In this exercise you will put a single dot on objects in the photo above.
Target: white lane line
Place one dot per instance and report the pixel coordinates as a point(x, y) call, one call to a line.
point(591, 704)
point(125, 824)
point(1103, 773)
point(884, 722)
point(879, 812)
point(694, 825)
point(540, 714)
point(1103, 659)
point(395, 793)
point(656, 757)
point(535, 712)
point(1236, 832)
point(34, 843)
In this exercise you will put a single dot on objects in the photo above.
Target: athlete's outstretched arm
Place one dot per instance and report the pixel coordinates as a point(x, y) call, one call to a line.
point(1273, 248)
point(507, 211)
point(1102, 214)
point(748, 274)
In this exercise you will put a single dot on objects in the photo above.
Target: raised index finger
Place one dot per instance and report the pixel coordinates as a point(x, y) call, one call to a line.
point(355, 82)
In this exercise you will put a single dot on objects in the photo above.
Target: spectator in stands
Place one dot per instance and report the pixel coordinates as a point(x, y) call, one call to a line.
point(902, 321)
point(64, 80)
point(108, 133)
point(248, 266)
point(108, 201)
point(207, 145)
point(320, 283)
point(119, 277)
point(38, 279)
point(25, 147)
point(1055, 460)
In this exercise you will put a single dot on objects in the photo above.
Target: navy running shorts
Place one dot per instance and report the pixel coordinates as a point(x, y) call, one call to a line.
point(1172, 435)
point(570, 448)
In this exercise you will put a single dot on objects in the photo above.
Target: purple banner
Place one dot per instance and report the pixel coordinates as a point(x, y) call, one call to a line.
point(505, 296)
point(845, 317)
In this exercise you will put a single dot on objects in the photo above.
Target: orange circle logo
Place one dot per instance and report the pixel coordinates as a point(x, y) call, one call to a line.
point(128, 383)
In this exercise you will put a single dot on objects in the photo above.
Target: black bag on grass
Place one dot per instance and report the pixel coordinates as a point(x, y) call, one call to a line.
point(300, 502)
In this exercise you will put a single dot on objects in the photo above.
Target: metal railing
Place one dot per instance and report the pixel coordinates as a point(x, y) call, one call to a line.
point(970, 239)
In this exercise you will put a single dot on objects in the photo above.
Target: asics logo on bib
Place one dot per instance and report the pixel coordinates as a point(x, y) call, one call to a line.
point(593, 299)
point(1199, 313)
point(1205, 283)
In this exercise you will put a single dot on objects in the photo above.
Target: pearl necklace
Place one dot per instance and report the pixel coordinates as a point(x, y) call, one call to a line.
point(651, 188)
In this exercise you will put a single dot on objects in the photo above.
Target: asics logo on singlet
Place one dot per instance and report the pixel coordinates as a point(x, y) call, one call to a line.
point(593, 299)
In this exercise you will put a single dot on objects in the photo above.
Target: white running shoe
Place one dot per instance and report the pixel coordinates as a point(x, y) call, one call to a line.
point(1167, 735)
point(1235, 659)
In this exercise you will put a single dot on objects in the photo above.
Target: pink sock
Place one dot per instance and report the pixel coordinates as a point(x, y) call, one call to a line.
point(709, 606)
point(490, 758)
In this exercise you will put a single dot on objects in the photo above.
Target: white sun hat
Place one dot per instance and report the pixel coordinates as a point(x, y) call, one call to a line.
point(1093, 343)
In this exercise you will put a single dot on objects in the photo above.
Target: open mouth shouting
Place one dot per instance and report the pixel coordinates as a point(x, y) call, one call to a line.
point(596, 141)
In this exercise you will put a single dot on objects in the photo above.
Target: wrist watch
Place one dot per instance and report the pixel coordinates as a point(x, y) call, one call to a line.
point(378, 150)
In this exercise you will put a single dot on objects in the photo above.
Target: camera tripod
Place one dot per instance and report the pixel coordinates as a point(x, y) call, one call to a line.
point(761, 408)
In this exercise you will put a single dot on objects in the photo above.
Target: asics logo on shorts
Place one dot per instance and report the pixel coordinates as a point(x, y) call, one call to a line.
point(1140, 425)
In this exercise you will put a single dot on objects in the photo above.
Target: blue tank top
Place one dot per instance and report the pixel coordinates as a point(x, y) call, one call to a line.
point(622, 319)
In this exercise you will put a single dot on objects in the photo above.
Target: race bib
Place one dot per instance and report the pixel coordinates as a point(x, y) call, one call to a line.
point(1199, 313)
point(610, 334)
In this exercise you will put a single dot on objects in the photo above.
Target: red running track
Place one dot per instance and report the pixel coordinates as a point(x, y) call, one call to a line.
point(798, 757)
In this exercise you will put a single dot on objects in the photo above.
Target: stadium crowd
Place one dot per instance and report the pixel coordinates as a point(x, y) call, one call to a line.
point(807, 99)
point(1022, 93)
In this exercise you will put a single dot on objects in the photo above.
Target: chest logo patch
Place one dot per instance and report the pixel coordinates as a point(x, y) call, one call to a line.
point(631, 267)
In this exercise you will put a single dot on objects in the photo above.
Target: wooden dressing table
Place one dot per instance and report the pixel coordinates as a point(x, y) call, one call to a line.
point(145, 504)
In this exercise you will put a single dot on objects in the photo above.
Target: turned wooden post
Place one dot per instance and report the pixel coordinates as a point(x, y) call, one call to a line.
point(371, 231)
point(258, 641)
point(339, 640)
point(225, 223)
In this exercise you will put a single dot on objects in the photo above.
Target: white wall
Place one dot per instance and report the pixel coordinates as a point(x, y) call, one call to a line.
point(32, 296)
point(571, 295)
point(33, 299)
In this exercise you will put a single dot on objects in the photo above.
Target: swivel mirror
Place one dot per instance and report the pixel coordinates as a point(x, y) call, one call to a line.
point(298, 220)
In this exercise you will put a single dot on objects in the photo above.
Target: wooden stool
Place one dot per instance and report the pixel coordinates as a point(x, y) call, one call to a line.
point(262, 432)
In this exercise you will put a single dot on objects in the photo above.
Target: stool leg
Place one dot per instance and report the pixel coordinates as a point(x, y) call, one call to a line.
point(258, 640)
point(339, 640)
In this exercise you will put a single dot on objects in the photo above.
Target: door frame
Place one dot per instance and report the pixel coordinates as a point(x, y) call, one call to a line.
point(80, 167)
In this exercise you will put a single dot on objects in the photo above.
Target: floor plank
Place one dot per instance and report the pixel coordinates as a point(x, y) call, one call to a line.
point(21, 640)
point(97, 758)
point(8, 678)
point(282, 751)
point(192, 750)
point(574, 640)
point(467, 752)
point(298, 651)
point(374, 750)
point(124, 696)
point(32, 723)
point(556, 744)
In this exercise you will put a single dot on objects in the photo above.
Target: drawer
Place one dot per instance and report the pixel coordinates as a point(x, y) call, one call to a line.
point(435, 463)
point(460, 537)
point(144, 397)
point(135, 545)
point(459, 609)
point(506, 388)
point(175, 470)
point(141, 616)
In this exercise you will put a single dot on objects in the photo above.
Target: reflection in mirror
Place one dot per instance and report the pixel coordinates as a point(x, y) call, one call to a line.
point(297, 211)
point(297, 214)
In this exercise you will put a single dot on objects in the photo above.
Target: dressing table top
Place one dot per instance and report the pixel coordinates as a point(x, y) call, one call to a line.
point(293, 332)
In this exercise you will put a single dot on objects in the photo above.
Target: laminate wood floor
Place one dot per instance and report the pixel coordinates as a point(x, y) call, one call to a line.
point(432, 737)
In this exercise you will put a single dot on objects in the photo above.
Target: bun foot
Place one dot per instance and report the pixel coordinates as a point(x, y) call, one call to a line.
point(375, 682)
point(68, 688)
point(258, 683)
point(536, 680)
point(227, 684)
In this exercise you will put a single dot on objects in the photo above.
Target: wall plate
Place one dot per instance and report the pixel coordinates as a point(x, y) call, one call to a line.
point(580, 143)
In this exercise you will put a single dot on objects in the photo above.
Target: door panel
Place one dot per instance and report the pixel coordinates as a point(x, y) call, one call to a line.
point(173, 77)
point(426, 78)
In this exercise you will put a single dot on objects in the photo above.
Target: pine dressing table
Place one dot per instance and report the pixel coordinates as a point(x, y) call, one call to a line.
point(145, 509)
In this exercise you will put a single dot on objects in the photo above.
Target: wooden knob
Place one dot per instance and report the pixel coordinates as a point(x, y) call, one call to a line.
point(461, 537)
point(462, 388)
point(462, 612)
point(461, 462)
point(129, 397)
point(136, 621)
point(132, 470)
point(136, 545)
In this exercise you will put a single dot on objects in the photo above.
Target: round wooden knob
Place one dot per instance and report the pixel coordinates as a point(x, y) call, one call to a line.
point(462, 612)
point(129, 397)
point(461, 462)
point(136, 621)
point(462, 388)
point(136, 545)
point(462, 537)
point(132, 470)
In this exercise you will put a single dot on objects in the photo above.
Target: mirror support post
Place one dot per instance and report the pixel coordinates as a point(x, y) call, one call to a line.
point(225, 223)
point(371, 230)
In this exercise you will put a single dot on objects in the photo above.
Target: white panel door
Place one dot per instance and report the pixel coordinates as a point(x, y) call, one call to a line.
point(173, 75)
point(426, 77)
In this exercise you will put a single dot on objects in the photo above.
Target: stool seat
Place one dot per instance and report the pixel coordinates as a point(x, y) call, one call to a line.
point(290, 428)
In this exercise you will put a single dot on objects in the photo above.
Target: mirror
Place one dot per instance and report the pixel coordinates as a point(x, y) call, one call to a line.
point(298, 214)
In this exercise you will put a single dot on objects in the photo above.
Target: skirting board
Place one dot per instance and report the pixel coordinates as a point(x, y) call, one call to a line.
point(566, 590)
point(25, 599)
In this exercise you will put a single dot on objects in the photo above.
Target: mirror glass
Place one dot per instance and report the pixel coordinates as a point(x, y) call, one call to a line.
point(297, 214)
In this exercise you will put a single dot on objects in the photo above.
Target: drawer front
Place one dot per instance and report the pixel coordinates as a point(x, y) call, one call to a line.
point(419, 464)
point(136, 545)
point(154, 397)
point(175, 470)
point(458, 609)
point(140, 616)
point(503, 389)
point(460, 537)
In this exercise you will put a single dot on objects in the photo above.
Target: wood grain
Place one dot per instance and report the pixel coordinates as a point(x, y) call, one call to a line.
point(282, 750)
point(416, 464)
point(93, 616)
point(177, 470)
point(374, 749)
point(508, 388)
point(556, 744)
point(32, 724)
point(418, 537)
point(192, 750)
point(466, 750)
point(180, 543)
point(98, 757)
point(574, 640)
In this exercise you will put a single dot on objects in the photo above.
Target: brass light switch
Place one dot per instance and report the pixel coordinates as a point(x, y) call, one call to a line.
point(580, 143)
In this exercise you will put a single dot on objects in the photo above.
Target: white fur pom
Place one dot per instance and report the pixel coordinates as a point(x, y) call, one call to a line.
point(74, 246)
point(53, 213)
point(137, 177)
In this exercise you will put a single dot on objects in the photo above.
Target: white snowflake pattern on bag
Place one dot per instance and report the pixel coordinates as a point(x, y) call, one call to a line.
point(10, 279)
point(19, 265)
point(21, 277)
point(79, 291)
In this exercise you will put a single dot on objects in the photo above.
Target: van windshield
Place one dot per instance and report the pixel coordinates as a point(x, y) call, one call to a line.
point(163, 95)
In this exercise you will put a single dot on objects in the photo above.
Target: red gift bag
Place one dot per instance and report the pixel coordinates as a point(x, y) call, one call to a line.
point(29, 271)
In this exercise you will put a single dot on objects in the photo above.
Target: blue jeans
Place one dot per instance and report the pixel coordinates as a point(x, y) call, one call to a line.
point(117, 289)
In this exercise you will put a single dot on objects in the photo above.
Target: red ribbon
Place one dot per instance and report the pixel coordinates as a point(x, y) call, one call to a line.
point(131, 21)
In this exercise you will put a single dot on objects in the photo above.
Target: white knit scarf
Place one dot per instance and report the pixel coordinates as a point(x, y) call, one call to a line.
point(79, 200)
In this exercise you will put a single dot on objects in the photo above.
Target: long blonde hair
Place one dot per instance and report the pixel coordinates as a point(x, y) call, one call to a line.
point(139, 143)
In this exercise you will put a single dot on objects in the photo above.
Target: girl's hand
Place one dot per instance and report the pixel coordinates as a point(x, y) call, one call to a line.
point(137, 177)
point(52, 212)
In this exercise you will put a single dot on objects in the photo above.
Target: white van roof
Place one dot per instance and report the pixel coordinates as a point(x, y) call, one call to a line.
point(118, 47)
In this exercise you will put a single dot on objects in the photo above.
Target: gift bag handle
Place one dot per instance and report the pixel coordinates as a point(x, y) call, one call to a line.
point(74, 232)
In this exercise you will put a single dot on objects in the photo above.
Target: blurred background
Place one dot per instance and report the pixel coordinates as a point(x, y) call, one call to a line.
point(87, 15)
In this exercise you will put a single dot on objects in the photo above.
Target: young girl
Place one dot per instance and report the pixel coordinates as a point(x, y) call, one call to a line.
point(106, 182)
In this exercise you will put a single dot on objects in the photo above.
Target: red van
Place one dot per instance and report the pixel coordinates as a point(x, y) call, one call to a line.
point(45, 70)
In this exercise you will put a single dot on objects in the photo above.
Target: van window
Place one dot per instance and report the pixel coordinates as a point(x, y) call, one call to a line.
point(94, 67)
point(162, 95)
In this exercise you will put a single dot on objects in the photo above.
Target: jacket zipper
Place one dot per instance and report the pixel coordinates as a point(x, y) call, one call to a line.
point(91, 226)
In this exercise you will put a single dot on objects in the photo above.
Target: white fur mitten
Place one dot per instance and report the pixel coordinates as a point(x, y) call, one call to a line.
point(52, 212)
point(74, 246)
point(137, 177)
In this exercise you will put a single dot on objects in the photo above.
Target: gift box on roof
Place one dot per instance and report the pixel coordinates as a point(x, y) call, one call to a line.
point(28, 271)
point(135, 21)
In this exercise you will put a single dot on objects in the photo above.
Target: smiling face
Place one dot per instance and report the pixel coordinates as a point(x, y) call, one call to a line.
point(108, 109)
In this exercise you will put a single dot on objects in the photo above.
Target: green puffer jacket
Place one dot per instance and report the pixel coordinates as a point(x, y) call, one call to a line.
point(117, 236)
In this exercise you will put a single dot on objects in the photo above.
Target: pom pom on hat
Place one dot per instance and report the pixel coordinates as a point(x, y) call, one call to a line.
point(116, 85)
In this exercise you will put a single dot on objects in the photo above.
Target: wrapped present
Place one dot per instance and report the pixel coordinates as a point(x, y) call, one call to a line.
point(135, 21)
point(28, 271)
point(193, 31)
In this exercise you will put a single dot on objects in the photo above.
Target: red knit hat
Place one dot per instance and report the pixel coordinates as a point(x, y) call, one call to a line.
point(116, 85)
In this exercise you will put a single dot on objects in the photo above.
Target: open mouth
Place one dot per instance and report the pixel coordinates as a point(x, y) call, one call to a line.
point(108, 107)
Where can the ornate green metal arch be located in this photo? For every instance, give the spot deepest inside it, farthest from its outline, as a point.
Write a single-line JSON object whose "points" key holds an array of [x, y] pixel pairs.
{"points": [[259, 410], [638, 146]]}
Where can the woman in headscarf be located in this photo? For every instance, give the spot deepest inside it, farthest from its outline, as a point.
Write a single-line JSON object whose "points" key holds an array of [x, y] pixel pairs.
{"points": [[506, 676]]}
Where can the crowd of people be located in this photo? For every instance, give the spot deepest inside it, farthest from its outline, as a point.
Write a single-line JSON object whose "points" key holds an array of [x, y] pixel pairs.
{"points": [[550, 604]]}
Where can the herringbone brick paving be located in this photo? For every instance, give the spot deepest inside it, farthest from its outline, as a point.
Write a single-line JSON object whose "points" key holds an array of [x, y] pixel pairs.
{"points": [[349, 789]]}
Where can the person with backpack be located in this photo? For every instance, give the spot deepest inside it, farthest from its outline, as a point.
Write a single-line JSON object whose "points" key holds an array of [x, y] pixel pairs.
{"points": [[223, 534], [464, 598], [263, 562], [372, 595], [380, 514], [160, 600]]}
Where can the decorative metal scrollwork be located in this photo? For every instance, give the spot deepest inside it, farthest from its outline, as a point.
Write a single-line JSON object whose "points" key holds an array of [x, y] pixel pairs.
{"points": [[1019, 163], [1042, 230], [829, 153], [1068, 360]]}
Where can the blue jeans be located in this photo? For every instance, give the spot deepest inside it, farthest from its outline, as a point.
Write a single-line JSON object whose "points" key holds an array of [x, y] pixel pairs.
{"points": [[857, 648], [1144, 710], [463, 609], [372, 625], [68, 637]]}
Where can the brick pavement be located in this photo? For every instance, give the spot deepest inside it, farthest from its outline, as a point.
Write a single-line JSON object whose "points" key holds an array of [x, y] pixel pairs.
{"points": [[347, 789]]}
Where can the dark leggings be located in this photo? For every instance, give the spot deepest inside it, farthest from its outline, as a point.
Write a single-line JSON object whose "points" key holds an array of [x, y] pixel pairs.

····················

データの先頭から「point(355, 82)」を含む行まで(その行も含む)を、「番号」と「行」の2列のMarkdownの表にまとめてください。空行は入れないでください。

| 回答 |
| 番号 | 行 |
|---|---|
| 1 | In this exercise you will put a single dot on objects in the photo above. |
| 2 | Target: white lane line |
| 3 | Place one dot per instance and report the pixel coordinates as a point(x, y) call, one call to a line. |
| 4 | point(591, 704) |
| 5 | point(125, 824) |
| 6 | point(1103, 773) |
| 7 | point(884, 722) |
| 8 | point(879, 812) |
| 9 | point(694, 825) |
| 10 | point(540, 714) |
| 11 | point(1103, 659) |
| 12 | point(395, 793) |
| 13 | point(656, 757) |
| 14 | point(535, 712) |
| 15 | point(1236, 832) |
| 16 | point(34, 843) |
| 17 | In this exercise you will put a single dot on objects in the photo above. |
| 18 | Target: athlete's outstretched arm |
| 19 | Place one dot per instance and report the pixel coordinates as a point(x, y) call, one call to a line. |
| 20 | point(1273, 248) |
| 21 | point(507, 211) |
| 22 | point(1102, 214) |
| 23 | point(748, 274) |
| 24 | In this exercise you will put a single dot on objects in the photo above. |
| 25 | Target: raised index finger |
| 26 | Place one dot per instance and report the pixel coordinates as a point(x, y) call, one call to a line. |
| 27 | point(355, 82) |